====== Text segment
Deeply dishonest Kamala Harris and MFA
You might remember this image from the debate. It's when the moderator asked who supported Medicare For All.
Sens. Bernie Sanders and Kamala Harris raised their hands at the second night of the first Democratic presidential debate when asked if they would abolish private health insurance, and the fraught politics of Medicare-for-all revealed themselves again.
It was a repeat of a question moderators asked the first night, when Sen. Elizabeth Warren and New York City Mayor Bill de Blasio said they wanted to end private coverage. Sanders and Harris said yes, which didn’t seem like a surprise: They are both sponsors of Sanders’s Medicare-for-all bill that would eliminate private insurance and move every American into a single national government insurance plan after a transition period.
So far so good.
She's a cosponsor of MFA and she got a straight question.
But after the debate, Harris said she interpreted the question to mean whether she, personally, would get rid of her own employer insurance to join a government plan. NBC’s Lester Holt set it up by noting many Americans — about half of them actually — get insurance through their job. But he actually asked: “Who here would abolish their private health insurance in favor of a government-run plan?” and that could arguably be interpreted as asking the candidates about their own insurance.
But does Harris actually support prohibiting private health insurance?
“No, I do not,” the California senator told MSNBC after the debate. She noted to CBS that Sanders’s bill allowed supplemental private insurance, though that coverage would be forbidden from covering most major medical care. Most treatment would be covered and paid for by a single government plan.
She was confused about the question?
This seems extremely unlikely.
Kamala Harris was the most over-prepared person on that stage.
Her "food fight" line was obviously tested with a panel beforehand, and that's not the most obvious example.
============
====== Given records
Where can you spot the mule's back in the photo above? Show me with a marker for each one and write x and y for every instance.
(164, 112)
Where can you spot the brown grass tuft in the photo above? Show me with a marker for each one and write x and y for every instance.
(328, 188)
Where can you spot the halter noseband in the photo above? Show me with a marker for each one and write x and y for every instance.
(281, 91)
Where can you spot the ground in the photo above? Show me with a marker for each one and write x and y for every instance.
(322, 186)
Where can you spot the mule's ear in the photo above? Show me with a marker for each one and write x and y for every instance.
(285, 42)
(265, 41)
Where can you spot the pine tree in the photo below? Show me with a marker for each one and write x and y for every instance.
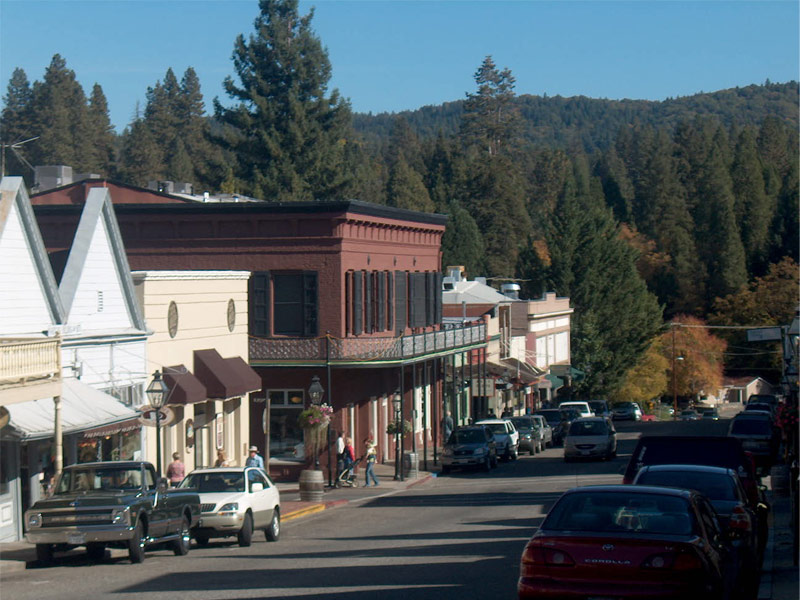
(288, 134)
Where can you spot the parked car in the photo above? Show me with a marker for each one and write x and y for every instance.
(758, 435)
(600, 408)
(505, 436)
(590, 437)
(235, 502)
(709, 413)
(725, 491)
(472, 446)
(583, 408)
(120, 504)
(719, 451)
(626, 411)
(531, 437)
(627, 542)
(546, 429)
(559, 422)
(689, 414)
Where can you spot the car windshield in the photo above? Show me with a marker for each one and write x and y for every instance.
============
_Tasks and exercises_
1. Answer these questions about the post on Kamala Harris and Medicare for All:
(a) Which two people said on the first night that they wanted to end private coverage?
(b) Which network did Harris tell "No, I do not" after the debate?
(c) Who set up the question about private health insurance?
2. Extract the passage of the post on Kamala Harris and Medicare for All starting at "It was a repeat" and ending at "a straight question.".
3. List every person named in the post on Kamala Harris and Medicare for All.
Answer using only the text above.

_Exercise solutions_
1.
(a) Sen. Elizabeth Warren and New York City Mayor Bill de Blasio.
(b) MSNBC.
(c) NBC's Lester Holt.

2.
It was a repeat of a question moderators asked the first night, when Sen. Elizabeth Warren and New York City Mayor Bill de Blasio said they wanted to end private coverage. Sanders and Harris said yes, which didn’t seem like a surprise: They are both sponsors of Sanders’s Medicare-for-all bill that would eliminate private insurance and move every American into a single national government insurance plan after a transition period.
So far so good.
She's a cosponsor of MFA and she got a straight question.

3. Kamala Harris, Bernie Sanders, Elizabeth Warren, Bill de Blasio, Lester Holt